§ **TEXT BLOCK**

_ _ _ _ _

Wednesday, May 27, 2020

kedushas ha'yachid and kedushas ha'tzibur

Boaz tells Rus “…U’t’hi maskurteich shleima” –- your reward will be complete.  Of course it will be complete -– Hashem doesn’t short change people.  What did Boaz mean?
 
The TIferes Shlomo explains that when it comes to other holidays, there are specific individual mitzvos that we have to do.  On Pesach you fulfill the mitzvah of matzah and you get schar for eating matzah.  On Sukkos you shake a lulav or eat in sukkah and get schar for those specific mitzvos.  It is like taking individual vitamins -– one holiday is your B12, another is your vitamin D, etc.  Shavuos is different.  Shavuos is the multivitamin holiday.  There is no one specific mitzvah associated with it, but rather Shavuos is about accepting the Torah = accepting all mitzvos.  It is just like geirus; the gemara in fact learns hil geirus from what Klal Yisrael did in preparation for kabbalas haTorah.   The reward of Shavuos, of geirus, is therefore a complete reward, as it encompasses the totality of all mitzvos together.
 
Even though we learn halachos of geirus from mattan Torah, there does seem to be a slight difference between the way the Rambam formulates the geirus of maamad Har Sinai and the way he formulates what happens in an individual geirus.  In Hil Issurei Bi’ah 13:1 the Rambam writes:
 
בשלשה דברים נכנסו ישראל לברית במילה וטבילה וקרבן:
 
A few halachos later the Rambam continues with respect to an individual ger:
 
וכן לדורות כשירצה העכו"ם להכנס לברית ולהסתופף תחת כנפי השכינה ויקבל עליו עול תורה צריך מילה וטבילה והרצאת קרבן.
 
R’ Bakshi-Doron z”l (sichos on Moadim) points out that the Rambam add those extra words ולהסתופף תחת כנפי השכינה ויקבל עליו עול תורה when speaking about the individual, but not when speaking about  the geirus of ma’amad Har Sinai.  There, the Rambam merely mentions entering a bris.  It is this bris which necessitates milah, tevila, etc.  If the bris the Rambam is speaking of is not kabbalas hamitzvos, not kabbalas ol, then what is it?  And why is it the first ingredient on the list, taking precedence even over kabbalas miztvos and kabbalas ol, which would seem to be the essence of what defines a Jew?
 
I want to frame what is going on in the Rambam (and this is essentially R’ Bakshi-Doron’s answer in different words) using a hesber of R’ Aharon Soloveitchik to a famous machlokes Ramban and Chachmei Tzorfas.  Chazal tell us that the mikalel mentioned at the end of parshas emor had a Jewish mother but a Mitzri father and was megayeir.  Ramban and Chachmei Tzorfas disagree as to why geirus was needed.  Chachmei Tzorfas held that pre-mattan Torah membership in “Klal Yisrael” (or whatever you want to call the entity that existed) was based on patrilineal descent, just like all  halachos of yichus for bnei Noach.  It is only post-mattan Torah that we follow matrilineal descent.  Therefore, the ben Mitzri mikalel needed geirus to become a Jew.  Ramban disagrees and writes that from the time of Avraham Avinu membership in Klal Yisrael was based on matrilineal descent and the mikalel was a J  from birth.  The geirus Chazal were speaking of is the geirus of mattan Torah that all of Klal Yisrael underwent, not some special requirement unique to him.

_ _ _ _ _

§ **STATED EXERCISE**
Please answer these questions about the Shavuos post, one per line:
1. What word does Boaz use to describe the reward Rus will receive?
2. Which chapter and halacha of Hil Issurei Bi'ah does the post cite?
3. According to Chachmei Tzorfas, what was membership in Klal Yisrael based on before mattan Torah?

§ **Point placement rows**
_ _ _ _ _

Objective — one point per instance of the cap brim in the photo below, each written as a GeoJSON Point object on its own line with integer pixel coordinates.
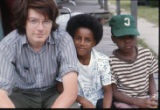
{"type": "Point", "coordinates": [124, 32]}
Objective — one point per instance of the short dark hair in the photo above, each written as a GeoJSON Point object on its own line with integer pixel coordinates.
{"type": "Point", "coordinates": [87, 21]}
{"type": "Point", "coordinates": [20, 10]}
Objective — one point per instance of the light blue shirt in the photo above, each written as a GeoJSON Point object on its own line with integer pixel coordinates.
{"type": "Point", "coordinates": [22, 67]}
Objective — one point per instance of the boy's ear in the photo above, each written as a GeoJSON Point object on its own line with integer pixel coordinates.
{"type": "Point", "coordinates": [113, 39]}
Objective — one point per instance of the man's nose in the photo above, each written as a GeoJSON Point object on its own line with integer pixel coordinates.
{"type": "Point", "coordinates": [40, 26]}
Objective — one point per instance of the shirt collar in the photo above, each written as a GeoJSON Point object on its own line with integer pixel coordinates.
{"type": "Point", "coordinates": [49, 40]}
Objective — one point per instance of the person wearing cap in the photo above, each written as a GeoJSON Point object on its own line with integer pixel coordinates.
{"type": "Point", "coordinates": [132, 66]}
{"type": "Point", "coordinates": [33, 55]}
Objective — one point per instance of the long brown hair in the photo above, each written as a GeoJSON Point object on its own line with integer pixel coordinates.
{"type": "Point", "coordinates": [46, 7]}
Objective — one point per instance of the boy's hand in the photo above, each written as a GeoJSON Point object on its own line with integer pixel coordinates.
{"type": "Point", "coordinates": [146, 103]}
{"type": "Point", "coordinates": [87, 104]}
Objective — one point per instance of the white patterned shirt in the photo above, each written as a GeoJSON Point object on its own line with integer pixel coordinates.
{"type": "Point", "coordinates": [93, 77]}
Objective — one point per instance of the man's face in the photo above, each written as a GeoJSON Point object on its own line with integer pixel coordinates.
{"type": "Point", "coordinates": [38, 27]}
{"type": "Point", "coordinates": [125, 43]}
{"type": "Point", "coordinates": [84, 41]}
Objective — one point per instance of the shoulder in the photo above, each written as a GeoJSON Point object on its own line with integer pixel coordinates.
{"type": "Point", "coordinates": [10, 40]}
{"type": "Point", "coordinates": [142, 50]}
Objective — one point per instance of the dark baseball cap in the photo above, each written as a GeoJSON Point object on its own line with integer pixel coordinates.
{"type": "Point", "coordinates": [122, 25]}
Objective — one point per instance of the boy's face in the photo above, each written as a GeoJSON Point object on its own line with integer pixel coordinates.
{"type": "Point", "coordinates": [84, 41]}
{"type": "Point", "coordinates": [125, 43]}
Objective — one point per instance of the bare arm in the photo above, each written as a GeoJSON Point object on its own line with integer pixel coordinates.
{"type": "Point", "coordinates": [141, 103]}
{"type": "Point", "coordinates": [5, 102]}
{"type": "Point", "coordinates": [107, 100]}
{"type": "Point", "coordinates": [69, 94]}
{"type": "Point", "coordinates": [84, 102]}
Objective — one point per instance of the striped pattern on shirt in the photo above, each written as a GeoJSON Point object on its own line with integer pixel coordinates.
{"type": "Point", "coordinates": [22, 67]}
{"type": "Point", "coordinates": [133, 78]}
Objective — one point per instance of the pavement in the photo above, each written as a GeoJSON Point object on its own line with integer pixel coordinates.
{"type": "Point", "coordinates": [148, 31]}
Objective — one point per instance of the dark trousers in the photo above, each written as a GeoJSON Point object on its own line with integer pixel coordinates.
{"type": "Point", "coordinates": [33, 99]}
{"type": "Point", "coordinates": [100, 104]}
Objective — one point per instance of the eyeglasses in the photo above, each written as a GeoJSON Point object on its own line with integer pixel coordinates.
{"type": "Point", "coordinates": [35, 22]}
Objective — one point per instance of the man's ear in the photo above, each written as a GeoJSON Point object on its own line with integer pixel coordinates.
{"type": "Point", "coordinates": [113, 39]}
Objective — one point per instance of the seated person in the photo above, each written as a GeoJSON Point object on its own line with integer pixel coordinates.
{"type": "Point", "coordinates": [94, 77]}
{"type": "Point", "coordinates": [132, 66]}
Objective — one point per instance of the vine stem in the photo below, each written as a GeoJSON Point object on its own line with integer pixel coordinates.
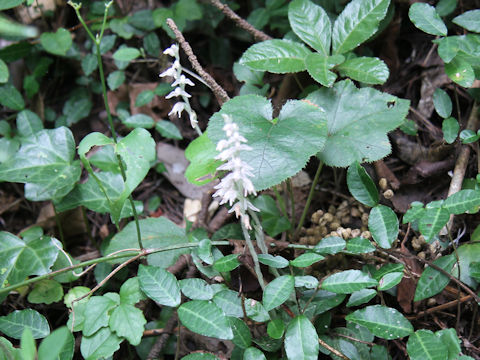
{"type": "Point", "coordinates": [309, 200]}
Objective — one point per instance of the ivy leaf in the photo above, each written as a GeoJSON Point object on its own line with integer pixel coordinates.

_ _ _ _ _

§ **EXERCISE RESULT**
1. Complete ("shleima")
2. 13:1
3. Patrilineal descent